**WORK ORDER**
Return each line below holding the string "corner".

**DATA RECORDS**
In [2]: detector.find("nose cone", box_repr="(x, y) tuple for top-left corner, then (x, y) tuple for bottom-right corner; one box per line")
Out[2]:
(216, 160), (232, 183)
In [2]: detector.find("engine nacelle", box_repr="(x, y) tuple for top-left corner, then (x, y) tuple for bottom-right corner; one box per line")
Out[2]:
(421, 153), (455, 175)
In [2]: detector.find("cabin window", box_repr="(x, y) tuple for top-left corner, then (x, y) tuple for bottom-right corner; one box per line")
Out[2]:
...
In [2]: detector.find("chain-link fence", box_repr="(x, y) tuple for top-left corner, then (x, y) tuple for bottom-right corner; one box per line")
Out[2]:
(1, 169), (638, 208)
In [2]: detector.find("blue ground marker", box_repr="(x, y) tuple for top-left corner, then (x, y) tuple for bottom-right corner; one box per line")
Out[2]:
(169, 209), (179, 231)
...
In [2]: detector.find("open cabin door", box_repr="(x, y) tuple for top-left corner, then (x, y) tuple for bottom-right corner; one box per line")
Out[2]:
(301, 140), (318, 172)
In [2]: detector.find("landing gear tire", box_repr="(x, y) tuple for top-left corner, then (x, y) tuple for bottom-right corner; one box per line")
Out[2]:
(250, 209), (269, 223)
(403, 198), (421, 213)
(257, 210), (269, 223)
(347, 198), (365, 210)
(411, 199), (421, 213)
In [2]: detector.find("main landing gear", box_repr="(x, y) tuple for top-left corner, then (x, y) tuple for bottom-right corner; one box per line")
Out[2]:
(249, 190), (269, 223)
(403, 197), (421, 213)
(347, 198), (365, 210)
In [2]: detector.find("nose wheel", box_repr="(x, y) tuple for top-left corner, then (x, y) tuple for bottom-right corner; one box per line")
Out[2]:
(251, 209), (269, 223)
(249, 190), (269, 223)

**SOLUTION**
In [2]: detector.find("nose cone", box_repr="(x, y) tuple for top-left corner, then (x, y) tuple for bottom-right corner; one box per line")
In [2]: detector.find("engine nacelle", box_repr="(x, y) tuple for top-left corner, then (x, y) tuple for bottom-right corner; one box per line")
In [2]: detector.find("cabin window", box_repr="(x, y) tuple for top-left corner, then (x, y) tuple for bottom-right corner; one box per line")
In [2]: detector.find("chain-link fence", box_repr="(x, y) tuple for top-left corner, then (x, y) tuple for bottom-right corner; one box per line")
In [2]: detector.find("blue ground marker", box_repr="(x, y) tuple for top-left corner, then (x, y) tuple for bottom-right corner; one box per line")
In [2]: detector.find("open cabin door", box_repr="(x, y) tuple for top-left corner, then (x, y) tuple for bottom-right corner; one box per line")
In [2]: detector.find("landing gear tire", box_repr="(x, y) tuple for top-left corner, then (x, y) tuple for bottom-right corner; one box per line")
In [2]: detector.find("main landing gear", box_repr="(x, y) tuple for top-left corner, then (x, y) tuple for bottom-right corner; one box per line")
In [2]: detector.find("nose wheel", box_repr="(x, y) tuple for top-left corner, then (x, y) tuple for bottom-right corner; one box per line")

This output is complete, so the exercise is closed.